List the items from the line containing "embankment with a point in the photo above." through the line containing "(1211, 603)", both included, as a numbered list with blank lines omitted.

========================================================================

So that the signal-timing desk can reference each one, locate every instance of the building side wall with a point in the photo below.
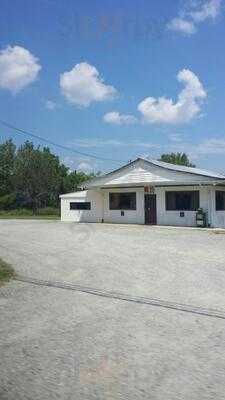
(218, 217)
(165, 217)
(130, 216)
(95, 214)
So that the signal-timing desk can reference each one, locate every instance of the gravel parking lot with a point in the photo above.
(56, 343)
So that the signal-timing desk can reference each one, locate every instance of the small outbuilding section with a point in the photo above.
(149, 192)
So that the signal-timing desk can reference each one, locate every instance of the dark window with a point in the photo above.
(80, 206)
(186, 201)
(122, 201)
(220, 200)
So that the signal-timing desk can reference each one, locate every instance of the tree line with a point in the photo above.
(33, 177)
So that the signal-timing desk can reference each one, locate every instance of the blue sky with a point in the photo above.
(116, 80)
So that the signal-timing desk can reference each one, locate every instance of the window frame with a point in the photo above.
(119, 208)
(177, 192)
(79, 203)
(217, 192)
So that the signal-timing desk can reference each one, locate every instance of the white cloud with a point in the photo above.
(50, 105)
(207, 9)
(164, 110)
(182, 25)
(176, 137)
(114, 117)
(86, 167)
(195, 13)
(18, 68)
(83, 85)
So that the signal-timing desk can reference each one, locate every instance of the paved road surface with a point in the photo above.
(60, 344)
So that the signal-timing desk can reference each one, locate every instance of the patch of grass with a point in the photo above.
(6, 272)
(24, 213)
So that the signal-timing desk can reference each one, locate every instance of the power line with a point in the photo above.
(22, 131)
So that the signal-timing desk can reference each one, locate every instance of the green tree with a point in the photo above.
(37, 176)
(177, 158)
(7, 159)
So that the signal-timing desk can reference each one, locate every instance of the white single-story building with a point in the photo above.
(149, 192)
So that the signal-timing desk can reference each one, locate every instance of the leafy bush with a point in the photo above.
(6, 272)
(7, 201)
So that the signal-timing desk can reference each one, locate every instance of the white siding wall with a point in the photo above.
(100, 208)
(93, 215)
(218, 217)
(130, 216)
(165, 217)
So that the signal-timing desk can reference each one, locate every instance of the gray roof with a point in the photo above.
(144, 171)
(182, 168)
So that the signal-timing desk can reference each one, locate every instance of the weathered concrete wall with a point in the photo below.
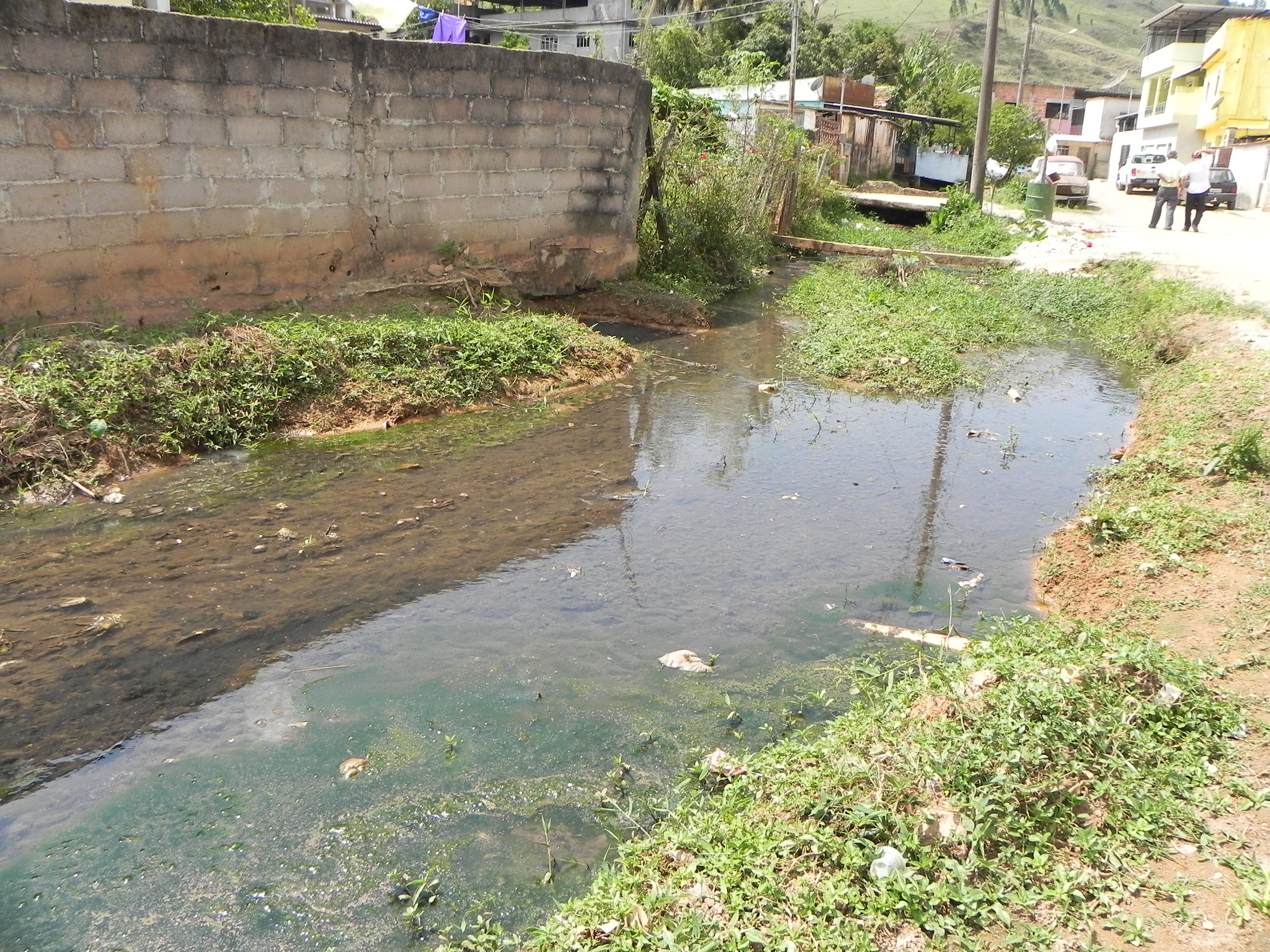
(154, 159)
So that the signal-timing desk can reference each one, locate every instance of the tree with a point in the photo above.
(674, 54)
(262, 11)
(1015, 136)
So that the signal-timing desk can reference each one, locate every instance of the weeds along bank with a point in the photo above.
(87, 407)
(898, 327)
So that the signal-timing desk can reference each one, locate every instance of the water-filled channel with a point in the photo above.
(494, 656)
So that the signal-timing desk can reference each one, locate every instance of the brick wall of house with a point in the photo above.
(151, 159)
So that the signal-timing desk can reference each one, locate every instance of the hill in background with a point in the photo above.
(1107, 43)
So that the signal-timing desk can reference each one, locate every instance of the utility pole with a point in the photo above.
(985, 117)
(794, 8)
(1023, 65)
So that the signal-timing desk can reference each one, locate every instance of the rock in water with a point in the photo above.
(352, 767)
(685, 660)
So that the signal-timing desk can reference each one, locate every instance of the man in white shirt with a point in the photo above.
(1197, 190)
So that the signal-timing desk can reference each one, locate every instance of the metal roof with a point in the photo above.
(1188, 17)
(889, 115)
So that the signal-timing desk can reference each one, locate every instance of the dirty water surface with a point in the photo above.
(477, 609)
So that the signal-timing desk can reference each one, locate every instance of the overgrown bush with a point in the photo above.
(239, 381)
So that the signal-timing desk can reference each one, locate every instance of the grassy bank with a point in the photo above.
(80, 405)
(906, 329)
(1024, 785)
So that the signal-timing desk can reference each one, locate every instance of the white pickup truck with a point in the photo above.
(1140, 172)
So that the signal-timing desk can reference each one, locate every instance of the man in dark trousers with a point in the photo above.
(1197, 190)
(1171, 174)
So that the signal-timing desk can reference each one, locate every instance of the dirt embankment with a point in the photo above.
(1211, 603)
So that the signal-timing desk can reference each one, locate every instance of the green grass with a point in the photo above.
(868, 327)
(1057, 782)
(237, 381)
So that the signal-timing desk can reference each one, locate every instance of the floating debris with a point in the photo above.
(685, 660)
(352, 767)
(936, 639)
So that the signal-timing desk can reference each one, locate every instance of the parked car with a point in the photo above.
(1067, 173)
(1140, 172)
(1222, 188)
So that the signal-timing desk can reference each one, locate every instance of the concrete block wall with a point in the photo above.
(149, 160)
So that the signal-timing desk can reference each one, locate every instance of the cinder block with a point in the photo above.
(289, 192)
(525, 111)
(61, 130)
(308, 133)
(333, 106)
(183, 193)
(266, 70)
(407, 108)
(533, 182)
(112, 197)
(497, 183)
(329, 217)
(89, 164)
(319, 163)
(11, 129)
(460, 183)
(509, 87)
(112, 96)
(449, 110)
(489, 111)
(425, 186)
(45, 201)
(174, 96)
(225, 223)
(57, 267)
(280, 221)
(134, 129)
(195, 65)
(196, 130)
(157, 163)
(468, 134)
(274, 160)
(487, 207)
(254, 130)
(472, 83)
(168, 227)
(235, 192)
(35, 237)
(129, 60)
(102, 230)
(433, 135)
(59, 55)
(26, 163)
(288, 102)
(35, 89)
(524, 159)
(313, 74)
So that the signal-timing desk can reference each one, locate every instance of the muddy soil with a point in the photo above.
(207, 591)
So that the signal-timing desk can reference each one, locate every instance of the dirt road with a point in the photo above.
(1231, 251)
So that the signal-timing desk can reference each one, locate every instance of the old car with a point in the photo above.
(1067, 174)
(1222, 188)
(1140, 172)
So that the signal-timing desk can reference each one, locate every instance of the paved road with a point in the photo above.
(1231, 251)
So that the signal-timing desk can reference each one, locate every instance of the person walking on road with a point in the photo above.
(1171, 176)
(1197, 190)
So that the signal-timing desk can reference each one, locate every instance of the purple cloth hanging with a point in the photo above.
(450, 30)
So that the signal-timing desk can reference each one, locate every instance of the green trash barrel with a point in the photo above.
(1039, 201)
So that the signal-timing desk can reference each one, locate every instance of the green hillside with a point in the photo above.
(1107, 42)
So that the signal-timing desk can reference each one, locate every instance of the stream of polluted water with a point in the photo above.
(476, 606)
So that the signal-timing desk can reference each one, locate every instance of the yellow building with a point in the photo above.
(1236, 83)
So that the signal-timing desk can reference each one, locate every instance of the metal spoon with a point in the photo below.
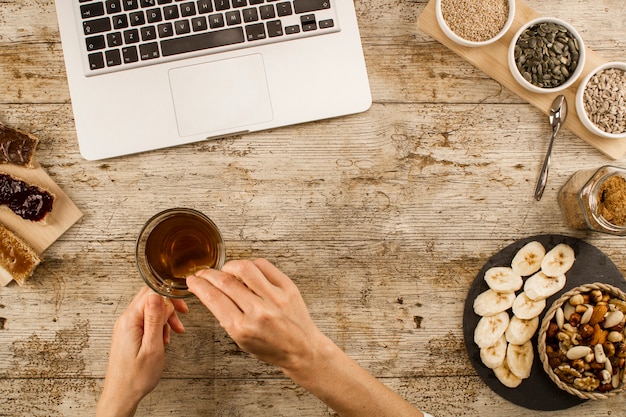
(558, 113)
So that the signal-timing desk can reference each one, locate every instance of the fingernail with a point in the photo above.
(155, 300)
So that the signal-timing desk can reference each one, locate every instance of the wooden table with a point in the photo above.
(383, 219)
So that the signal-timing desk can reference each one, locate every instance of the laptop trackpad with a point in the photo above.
(221, 95)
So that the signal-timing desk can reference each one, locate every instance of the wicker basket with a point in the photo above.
(615, 292)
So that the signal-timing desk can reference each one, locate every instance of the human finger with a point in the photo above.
(154, 320)
(166, 334)
(171, 305)
(222, 307)
(180, 305)
(250, 275)
(272, 273)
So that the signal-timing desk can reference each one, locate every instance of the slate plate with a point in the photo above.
(538, 392)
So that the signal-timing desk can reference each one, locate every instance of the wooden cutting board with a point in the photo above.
(492, 60)
(63, 215)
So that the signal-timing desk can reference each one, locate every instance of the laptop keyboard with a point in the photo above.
(121, 34)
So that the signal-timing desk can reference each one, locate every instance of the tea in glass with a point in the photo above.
(175, 244)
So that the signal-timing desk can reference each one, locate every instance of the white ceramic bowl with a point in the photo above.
(573, 76)
(580, 105)
(461, 41)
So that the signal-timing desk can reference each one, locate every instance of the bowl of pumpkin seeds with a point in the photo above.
(601, 100)
(546, 55)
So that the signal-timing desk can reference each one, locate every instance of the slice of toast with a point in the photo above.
(17, 147)
(17, 259)
(28, 201)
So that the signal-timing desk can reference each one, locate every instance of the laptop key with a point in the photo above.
(130, 5)
(95, 42)
(113, 58)
(202, 41)
(325, 24)
(130, 55)
(88, 11)
(255, 32)
(91, 27)
(149, 51)
(306, 6)
(96, 61)
(274, 28)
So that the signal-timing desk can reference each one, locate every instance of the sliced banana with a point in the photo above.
(503, 279)
(558, 260)
(521, 331)
(525, 308)
(540, 286)
(528, 259)
(490, 329)
(519, 359)
(508, 378)
(490, 302)
(493, 356)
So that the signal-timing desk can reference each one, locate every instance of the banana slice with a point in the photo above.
(508, 378)
(503, 279)
(540, 286)
(558, 260)
(525, 308)
(490, 329)
(521, 331)
(490, 302)
(493, 356)
(528, 259)
(519, 359)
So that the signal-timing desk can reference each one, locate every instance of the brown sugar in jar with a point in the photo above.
(595, 200)
(612, 200)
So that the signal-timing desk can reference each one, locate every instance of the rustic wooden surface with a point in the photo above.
(383, 219)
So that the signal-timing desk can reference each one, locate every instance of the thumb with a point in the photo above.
(154, 318)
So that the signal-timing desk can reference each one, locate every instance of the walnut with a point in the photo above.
(574, 319)
(567, 374)
(553, 328)
(587, 383)
(585, 331)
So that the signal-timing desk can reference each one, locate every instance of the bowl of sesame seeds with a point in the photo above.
(546, 55)
(475, 23)
(601, 100)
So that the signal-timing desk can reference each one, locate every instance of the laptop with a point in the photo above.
(151, 74)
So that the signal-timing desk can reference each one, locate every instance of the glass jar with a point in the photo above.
(589, 202)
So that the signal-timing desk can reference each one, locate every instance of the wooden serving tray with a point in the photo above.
(492, 59)
(63, 215)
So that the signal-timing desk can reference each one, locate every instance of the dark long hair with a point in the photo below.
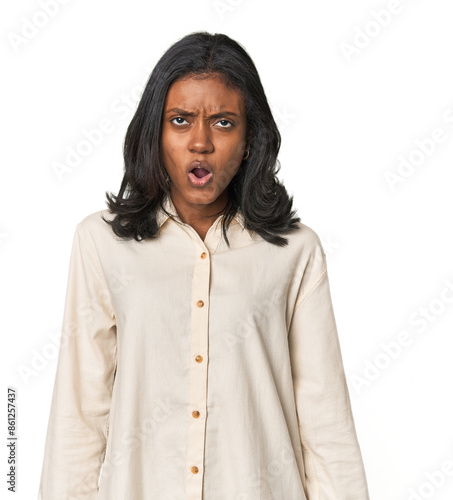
(255, 189)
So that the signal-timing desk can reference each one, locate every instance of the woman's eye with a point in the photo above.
(178, 118)
(226, 121)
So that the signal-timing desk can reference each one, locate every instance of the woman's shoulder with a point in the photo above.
(306, 238)
(93, 226)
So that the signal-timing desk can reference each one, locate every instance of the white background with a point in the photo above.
(346, 122)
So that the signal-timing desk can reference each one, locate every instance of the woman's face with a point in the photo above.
(203, 121)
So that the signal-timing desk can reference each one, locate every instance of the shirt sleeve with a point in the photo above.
(78, 424)
(334, 469)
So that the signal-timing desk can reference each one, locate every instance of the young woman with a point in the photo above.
(199, 356)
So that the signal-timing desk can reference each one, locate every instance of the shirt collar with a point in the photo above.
(170, 207)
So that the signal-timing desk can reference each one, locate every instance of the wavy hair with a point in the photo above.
(255, 189)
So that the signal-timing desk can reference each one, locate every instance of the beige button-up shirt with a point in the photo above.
(188, 370)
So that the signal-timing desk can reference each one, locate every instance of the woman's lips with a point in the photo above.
(199, 177)
(200, 172)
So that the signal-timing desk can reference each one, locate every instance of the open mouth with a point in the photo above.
(200, 172)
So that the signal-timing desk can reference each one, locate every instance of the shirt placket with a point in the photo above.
(199, 356)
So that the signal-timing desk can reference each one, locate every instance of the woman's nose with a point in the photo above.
(200, 139)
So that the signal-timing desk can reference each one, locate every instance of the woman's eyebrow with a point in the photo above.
(183, 112)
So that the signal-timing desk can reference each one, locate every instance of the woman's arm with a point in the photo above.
(333, 463)
(77, 428)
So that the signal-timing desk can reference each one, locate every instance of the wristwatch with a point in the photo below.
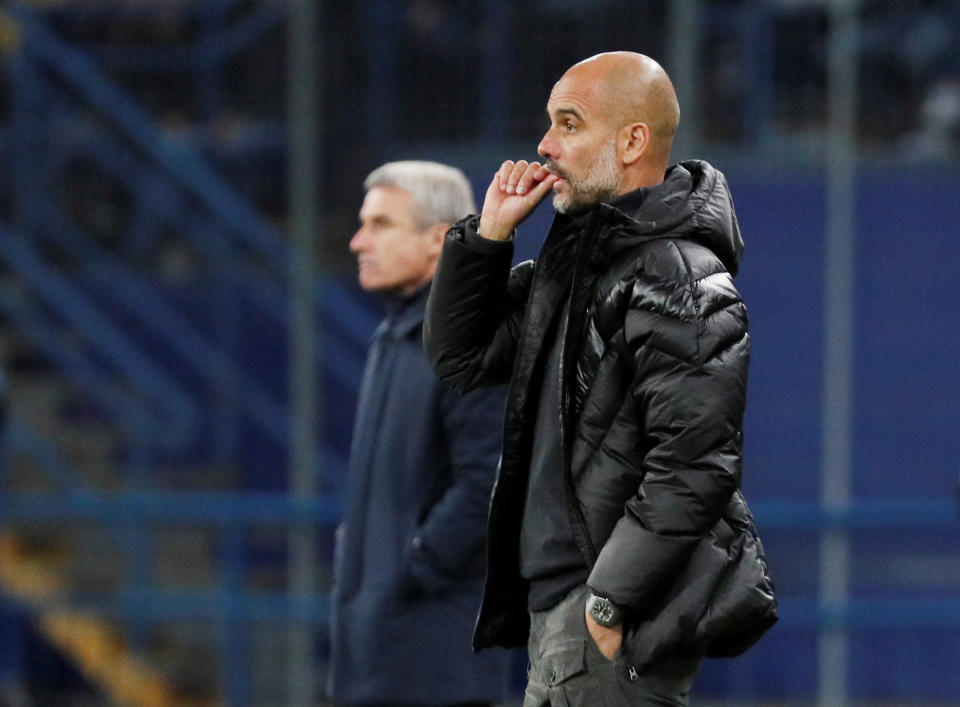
(604, 611)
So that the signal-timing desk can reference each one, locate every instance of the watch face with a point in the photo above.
(603, 611)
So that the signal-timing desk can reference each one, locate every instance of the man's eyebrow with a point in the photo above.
(560, 112)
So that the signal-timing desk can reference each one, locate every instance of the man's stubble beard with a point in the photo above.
(600, 183)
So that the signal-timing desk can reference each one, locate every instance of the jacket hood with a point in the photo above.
(694, 202)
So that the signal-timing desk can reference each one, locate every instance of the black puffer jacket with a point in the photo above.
(654, 374)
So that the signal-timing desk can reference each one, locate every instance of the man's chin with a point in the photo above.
(567, 205)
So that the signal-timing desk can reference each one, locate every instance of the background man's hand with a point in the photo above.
(608, 640)
(514, 193)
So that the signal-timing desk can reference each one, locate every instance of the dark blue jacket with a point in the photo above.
(409, 563)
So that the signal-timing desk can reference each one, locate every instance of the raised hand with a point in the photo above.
(513, 194)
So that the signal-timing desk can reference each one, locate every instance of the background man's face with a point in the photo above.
(392, 255)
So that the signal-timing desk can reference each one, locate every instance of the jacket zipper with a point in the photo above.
(577, 520)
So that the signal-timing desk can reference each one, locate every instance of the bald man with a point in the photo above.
(620, 548)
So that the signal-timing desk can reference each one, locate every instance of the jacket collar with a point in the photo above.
(404, 315)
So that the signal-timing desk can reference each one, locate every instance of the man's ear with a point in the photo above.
(635, 139)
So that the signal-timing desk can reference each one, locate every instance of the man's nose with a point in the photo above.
(546, 147)
(358, 241)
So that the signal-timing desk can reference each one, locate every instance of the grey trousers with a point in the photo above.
(568, 670)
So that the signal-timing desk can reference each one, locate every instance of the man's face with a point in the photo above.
(580, 145)
(392, 255)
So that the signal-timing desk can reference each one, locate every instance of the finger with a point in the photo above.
(529, 177)
(516, 174)
(542, 188)
(506, 169)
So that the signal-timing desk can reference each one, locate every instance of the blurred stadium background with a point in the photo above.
(181, 337)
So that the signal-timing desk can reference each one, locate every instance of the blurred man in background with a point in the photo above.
(409, 564)
(616, 508)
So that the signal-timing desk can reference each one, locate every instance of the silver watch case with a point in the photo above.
(604, 611)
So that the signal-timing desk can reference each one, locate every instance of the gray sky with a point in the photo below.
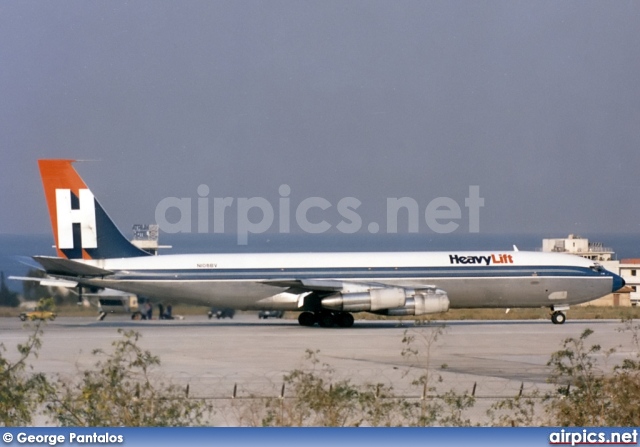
(538, 103)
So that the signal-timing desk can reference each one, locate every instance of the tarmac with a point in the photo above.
(252, 356)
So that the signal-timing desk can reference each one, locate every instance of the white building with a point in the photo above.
(629, 269)
(578, 246)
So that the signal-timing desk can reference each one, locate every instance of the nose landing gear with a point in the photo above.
(558, 315)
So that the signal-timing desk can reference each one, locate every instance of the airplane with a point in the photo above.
(327, 288)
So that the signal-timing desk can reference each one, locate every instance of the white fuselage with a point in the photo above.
(254, 281)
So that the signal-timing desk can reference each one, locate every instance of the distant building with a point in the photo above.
(629, 269)
(580, 246)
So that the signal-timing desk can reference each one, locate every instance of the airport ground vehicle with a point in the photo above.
(264, 314)
(221, 313)
(38, 315)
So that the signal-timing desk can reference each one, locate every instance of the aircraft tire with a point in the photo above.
(306, 319)
(558, 317)
(344, 319)
(326, 319)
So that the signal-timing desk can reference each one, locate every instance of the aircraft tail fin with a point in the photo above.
(81, 227)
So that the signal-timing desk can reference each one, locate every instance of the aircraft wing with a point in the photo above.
(66, 267)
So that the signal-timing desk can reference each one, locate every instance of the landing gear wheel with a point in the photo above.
(327, 320)
(558, 317)
(306, 319)
(344, 319)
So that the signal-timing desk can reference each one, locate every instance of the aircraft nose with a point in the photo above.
(618, 282)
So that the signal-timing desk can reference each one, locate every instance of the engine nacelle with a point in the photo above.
(375, 299)
(426, 301)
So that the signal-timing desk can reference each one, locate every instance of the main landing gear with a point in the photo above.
(326, 319)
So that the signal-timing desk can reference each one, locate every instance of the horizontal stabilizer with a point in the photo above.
(66, 267)
(46, 282)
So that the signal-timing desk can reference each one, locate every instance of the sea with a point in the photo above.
(16, 250)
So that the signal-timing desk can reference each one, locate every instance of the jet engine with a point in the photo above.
(372, 300)
(425, 301)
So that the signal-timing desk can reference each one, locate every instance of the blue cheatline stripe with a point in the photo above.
(361, 273)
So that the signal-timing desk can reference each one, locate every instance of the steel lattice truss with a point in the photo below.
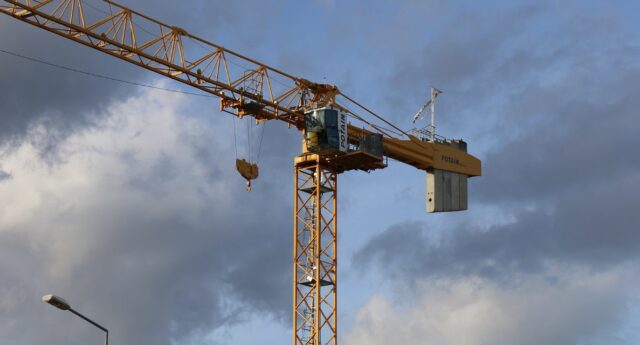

========================================================================

* Solution for this task
1. So that the signal-timing desk can reference each one, locate every instance of the dirt embankment with a point in the photo above.
2. (1211, 603)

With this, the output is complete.